**Problem details:** Transcribe, word for word, the passage of the n-gram frequency thread that begins with the words containing "from nltk.tokenize import sent_tokenize" and ends with "text = nltk.Text(tokens)".

**Text segment:**
** BEGIN **

Search code examples
pythonnltkcollocation

Count ngram word frequency using text collocations


I would like to count the frequency of three words preceding and following a specific word from a text file which has been converted into tokens.

from nltk.tokenize import sent_tokenize
from nltk.tokenize import word_tokenize
from nltk.util import ngrams
with open('dracula.txt', 'r', encoding="ISO-8859-1") as textfile:
    text_data = textfile.read().replace('\n', ' ').lower()
tokens = nltk.word_tokenize(text_data)
text = nltk.Text(tokens)
grams = nltk.ngrams(tokens, 4)
freq = Counter(grams)
freq.most_common(20)

I don't know how to search for the string 'dracula' as a filter word. I also tried:

text.collocations(num=100)
text.concordance('dracula')

The desired output would look something like this with counts: Three words preceding 'dracula', sorted count

(('and', 'he', 'saw', 'dracula'), 4),
(('one', 'cannot', 'see', 'dracula'), 2)

** END **

**Recorded information:**
** BEGIN **

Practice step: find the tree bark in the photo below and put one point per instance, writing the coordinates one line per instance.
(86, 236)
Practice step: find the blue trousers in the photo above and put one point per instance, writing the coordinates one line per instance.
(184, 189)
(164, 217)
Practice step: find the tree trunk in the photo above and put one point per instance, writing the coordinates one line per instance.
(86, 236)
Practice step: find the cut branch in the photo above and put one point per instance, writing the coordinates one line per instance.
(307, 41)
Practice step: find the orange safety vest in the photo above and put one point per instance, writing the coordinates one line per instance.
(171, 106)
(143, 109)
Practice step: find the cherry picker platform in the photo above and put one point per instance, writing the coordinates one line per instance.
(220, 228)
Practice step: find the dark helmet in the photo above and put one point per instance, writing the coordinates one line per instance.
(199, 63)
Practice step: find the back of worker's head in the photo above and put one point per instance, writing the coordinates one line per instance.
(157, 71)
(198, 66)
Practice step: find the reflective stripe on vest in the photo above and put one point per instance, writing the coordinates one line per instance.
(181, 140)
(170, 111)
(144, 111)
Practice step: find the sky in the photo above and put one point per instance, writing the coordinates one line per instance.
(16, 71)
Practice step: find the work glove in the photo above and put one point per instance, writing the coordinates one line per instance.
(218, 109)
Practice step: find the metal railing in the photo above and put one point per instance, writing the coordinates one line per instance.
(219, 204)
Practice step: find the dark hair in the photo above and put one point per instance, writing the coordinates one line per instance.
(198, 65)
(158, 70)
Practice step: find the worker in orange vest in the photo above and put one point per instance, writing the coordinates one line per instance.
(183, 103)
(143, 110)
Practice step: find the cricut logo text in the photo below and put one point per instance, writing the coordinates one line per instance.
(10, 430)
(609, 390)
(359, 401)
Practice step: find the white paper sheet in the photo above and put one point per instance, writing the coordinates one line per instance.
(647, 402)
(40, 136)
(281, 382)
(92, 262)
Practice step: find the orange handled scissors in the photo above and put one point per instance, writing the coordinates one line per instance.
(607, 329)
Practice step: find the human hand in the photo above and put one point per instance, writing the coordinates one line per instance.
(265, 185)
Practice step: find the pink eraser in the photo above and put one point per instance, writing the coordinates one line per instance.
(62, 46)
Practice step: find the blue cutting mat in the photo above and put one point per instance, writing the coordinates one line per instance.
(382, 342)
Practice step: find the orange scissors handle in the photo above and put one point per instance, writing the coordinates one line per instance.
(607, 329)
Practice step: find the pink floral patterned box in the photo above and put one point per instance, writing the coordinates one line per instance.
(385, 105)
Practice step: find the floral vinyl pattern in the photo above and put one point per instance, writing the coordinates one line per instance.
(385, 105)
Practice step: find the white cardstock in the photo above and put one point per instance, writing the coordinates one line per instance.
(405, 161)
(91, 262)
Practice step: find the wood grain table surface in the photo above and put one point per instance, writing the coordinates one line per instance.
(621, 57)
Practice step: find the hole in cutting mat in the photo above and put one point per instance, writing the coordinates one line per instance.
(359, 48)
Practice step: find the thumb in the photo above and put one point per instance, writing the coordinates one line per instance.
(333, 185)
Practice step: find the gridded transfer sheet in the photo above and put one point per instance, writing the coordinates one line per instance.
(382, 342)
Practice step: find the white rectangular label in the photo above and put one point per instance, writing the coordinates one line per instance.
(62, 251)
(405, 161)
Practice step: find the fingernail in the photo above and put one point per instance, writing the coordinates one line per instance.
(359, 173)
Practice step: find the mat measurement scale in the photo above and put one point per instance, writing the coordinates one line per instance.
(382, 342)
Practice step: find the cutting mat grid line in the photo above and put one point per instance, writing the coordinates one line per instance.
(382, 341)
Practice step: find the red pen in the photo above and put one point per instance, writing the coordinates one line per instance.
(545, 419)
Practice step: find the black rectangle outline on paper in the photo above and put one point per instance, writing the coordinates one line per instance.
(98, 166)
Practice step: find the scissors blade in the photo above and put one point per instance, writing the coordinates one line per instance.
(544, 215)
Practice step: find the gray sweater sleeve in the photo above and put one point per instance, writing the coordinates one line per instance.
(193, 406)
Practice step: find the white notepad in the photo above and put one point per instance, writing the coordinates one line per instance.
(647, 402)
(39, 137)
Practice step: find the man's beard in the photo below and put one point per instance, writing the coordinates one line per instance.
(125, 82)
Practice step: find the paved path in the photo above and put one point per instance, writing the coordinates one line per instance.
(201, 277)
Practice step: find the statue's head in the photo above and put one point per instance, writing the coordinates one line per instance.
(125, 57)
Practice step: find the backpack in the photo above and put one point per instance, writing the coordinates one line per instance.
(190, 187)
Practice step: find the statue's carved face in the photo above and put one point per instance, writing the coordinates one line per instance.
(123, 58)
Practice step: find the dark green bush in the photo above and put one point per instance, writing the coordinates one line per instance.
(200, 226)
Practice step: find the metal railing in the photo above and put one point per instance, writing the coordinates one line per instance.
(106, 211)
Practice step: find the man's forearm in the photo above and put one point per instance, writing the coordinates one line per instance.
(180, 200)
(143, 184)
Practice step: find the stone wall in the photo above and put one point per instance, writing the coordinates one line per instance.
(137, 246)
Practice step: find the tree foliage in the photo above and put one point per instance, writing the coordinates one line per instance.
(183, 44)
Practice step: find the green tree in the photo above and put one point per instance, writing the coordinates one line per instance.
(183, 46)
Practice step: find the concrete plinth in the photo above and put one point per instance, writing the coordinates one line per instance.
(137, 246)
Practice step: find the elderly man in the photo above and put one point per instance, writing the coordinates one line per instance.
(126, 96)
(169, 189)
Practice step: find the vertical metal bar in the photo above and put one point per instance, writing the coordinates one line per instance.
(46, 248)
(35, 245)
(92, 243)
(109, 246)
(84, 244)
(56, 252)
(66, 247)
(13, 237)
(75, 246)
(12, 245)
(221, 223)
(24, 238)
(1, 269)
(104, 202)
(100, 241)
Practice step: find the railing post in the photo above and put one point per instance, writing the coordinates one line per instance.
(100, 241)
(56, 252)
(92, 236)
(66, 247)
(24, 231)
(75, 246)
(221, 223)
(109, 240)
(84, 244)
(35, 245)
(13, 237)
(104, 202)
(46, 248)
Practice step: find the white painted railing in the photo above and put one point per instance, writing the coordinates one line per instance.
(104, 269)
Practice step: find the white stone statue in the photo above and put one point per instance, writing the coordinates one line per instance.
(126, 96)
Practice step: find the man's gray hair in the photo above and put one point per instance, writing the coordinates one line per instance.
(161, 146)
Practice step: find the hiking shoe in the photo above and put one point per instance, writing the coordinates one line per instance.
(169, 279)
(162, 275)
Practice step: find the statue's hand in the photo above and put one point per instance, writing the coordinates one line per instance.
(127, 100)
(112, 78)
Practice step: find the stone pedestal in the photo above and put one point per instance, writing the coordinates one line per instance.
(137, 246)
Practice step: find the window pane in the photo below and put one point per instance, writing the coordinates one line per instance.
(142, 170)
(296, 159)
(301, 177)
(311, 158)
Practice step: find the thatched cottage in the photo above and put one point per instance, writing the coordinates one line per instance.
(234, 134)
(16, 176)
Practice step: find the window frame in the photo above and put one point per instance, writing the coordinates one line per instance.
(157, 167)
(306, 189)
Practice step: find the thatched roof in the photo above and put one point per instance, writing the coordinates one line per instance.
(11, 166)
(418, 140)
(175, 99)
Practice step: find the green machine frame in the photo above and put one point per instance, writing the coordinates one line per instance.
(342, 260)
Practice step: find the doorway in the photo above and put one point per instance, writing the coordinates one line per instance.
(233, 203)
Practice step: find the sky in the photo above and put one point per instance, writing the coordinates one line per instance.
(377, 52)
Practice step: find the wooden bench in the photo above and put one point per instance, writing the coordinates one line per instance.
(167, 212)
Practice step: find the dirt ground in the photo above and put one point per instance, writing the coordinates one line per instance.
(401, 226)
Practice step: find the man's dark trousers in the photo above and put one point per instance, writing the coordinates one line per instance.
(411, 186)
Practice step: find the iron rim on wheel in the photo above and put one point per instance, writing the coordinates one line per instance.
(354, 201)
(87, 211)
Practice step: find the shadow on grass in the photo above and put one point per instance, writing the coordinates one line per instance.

** END **

**Task solution:**
from nltk.tokenize import sent_tokenize
from nltk.tokenize import word_tokenize
from nltk.util import ngrams
with open('dracula.txt', 'r', encoding="ISO-8859-1") as textfile:
    text_data = textfile.read().replace('\n', ' ').lower()
tokens = nltk.word_tokenize(text_data)
text = nltk.Text(tokens)